Set down all of the records word for word.

++++ Supplied records ++++

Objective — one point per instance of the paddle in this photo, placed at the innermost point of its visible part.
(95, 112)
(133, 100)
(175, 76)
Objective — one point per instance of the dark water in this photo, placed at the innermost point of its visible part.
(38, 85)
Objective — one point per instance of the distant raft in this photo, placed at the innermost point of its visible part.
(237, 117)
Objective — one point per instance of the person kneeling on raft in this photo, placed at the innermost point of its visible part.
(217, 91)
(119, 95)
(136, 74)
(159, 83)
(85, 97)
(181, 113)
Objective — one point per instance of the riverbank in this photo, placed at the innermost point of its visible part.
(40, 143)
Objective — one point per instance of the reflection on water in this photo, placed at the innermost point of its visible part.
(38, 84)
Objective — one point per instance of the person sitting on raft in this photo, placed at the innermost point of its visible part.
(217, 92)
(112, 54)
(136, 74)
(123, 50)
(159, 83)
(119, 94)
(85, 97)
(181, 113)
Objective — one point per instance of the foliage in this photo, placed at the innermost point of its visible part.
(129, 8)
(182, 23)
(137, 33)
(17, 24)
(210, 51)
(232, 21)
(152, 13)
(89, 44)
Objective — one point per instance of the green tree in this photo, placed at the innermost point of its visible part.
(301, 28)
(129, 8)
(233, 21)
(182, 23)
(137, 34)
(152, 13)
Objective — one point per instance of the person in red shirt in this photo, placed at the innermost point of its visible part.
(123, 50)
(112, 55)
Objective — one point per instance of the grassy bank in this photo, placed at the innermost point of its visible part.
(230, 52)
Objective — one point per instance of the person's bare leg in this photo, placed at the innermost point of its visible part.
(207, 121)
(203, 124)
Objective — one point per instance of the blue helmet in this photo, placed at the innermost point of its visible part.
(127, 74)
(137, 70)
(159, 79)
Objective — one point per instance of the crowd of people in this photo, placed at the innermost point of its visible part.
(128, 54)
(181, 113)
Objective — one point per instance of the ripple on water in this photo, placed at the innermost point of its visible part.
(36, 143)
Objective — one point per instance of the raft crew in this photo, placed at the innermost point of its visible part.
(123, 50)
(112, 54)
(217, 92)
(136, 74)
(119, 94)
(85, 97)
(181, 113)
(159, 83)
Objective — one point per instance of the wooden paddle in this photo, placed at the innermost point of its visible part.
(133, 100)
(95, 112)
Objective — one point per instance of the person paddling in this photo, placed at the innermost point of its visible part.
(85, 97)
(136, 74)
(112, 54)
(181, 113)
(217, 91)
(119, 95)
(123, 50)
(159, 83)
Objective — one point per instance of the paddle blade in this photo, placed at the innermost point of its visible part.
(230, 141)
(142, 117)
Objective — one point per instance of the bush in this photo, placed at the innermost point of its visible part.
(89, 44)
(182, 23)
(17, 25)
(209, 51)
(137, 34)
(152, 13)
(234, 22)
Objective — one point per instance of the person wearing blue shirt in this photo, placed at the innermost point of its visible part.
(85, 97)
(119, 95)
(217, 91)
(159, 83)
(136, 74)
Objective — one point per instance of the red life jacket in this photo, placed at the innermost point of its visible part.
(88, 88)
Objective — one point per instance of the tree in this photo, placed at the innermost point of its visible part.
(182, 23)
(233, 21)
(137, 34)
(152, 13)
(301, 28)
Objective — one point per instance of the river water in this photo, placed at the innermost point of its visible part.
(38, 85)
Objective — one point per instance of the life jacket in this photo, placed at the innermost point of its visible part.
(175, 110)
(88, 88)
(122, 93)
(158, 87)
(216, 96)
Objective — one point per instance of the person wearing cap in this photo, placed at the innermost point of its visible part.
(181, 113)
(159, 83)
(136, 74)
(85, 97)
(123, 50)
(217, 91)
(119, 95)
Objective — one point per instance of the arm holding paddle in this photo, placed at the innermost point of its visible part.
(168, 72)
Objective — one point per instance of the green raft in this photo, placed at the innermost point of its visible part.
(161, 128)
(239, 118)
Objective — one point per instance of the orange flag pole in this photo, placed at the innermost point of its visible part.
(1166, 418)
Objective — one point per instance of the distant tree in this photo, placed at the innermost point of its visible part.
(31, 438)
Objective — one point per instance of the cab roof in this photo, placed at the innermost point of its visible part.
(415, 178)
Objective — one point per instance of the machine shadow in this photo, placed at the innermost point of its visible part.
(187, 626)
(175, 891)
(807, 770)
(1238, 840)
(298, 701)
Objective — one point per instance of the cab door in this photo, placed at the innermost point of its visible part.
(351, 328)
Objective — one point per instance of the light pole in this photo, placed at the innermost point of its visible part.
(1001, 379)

++++

Output for this exercise —
Objective — one point per instance of the paddle in this photo, placed at the innermost point of its visible part.
(95, 112)
(133, 100)
(175, 76)
Objective — one point per instance of the dark water in this photo, placed at the innermost point of its visible part.
(38, 85)
Objective — one point per instance of the distant raft in this photo, placed at the innermost point of its visible part.
(237, 117)
Objective — one point per instance of the person kneeling on raft in this photo, placed at the innermost point of its visible part.
(217, 91)
(119, 95)
(136, 74)
(159, 83)
(85, 97)
(181, 113)
Objective — one point per instance of the riverbank in this photo, placed at the innermost point of its visible part.
(40, 143)
Objective — one point per instance of the reflection on water in this photo, placed at the innermost point of its visible part.
(38, 84)
Objective — one point per instance of the person sitting on raft in this photo, placed at the innermost point of its visible part.
(217, 92)
(112, 54)
(136, 74)
(123, 50)
(159, 83)
(119, 94)
(85, 97)
(181, 113)
Objective — one point per instance of the foliage in this photo, placed at the innermost point of its visible part.
(129, 8)
(182, 23)
(137, 33)
(17, 24)
(210, 51)
(232, 21)
(152, 13)
(89, 44)
Objective — one point per instance of the green tree in this photo, placed at the innermost point of its visible part.
(301, 28)
(129, 8)
(233, 21)
(182, 23)
(137, 34)
(152, 13)
Objective — one point per instance of the person in red shirt in this photo, placed at the innermost point of its visible part.
(123, 50)
(112, 55)
Objective — one point per instance of the grassy bank in this photo, placed at the innermost point of its visible part.
(230, 52)
Objective — one point per instance of the person's bare leg in this photo, placed at the innermost point of its visible part.
(207, 121)
(203, 124)
Objective — one point per instance of the blue helmet in this photo, placed at the innermost point of its visible part.
(127, 74)
(137, 70)
(159, 79)
Objective — one point per instance of the crowd of people in this photo, placed at the innermost point of its visible part.
(128, 54)
(181, 113)
Objective — one point per instance of the ripple on water in this photo, placed at the innermost point of its visible part.
(36, 143)
Objective — one point per instance of the raft crew in this photo, placed at the innermost point of its visible part.
(123, 50)
(112, 54)
(217, 92)
(136, 74)
(119, 94)
(85, 97)
(181, 113)
(159, 83)
Objective — one point per instance of the wooden paddle in this photo, placed at the innermost point of its visible part.
(133, 100)
(95, 112)
Objective — one point per instance of the person paddling in this photo, placed at the innermost point of its visible part.
(85, 97)
(136, 74)
(112, 54)
(181, 113)
(217, 91)
(119, 95)
(123, 50)
(159, 83)
Objective — one point per instance of the paddle blade in this photo, placed at the innermost point of its visible part.
(230, 141)
(142, 117)
Objective — one point per instance of the bush in this photo, placed at the innermost point of its visible part.
(89, 44)
(182, 23)
(17, 25)
(209, 51)
(137, 34)
(152, 13)
(234, 22)
Objective — one point per instance of the person wearing blue shirt in this photo, placed at the innermost point of its visible part.
(85, 97)
(119, 95)
(217, 91)
(159, 83)
(136, 74)
Objective — one point per instance of the red life jacket in this photo, placed at the innermost point of its visible part.
(88, 88)
Objective — one point per instance of the tree in this photo, placed at the innermost point of its visible part.
(182, 23)
(233, 21)
(137, 34)
(152, 13)
(301, 28)
Objective — one point per instance of the river water in this photo, placed at the innermost point of its visible part.
(38, 85)
Objective — one point per instance of the life jacket in this photo, placed at the innermost point of its visible part.
(175, 110)
(88, 88)
(122, 93)
(158, 87)
(216, 96)
Objective — one point per instance of the person wearing cap in this photo, placed at the innermost point of its visible part.
(181, 113)
(159, 83)
(136, 74)
(85, 97)
(123, 50)
(217, 91)
(119, 95)
Objective — one point per instance of the arm holding paddle in this photo, placed at the innermost point of its visible part.
(168, 72)
Objective — one point per instance of the green raft in this photo, placed at the innermost point of its visible part.
(161, 128)
(239, 118)
Objective — one point per instance of the orange flag pole in this photo, placed at the innermost point of its visible part.
(1166, 418)
Objective — one point per instance of the distant tree in this photo, placed at the innermost point of its visible part.
(31, 438)
Objective — one point per instance of the cab roof in this photo, placed at the innermost point of its visible part.
(415, 178)
Objective — one point per instance of the machine shadow in this photo, placed at the innermost point of its visible part.
(187, 626)
(175, 891)
(807, 770)
(1238, 840)
(298, 701)
Objective — one point per instance of the cab door in this photo, placed at the innermost point of its visible part.
(351, 328)
Objective — one point per instance of the light pole in this photo, placed at the innermost point of its visible part.
(1001, 379)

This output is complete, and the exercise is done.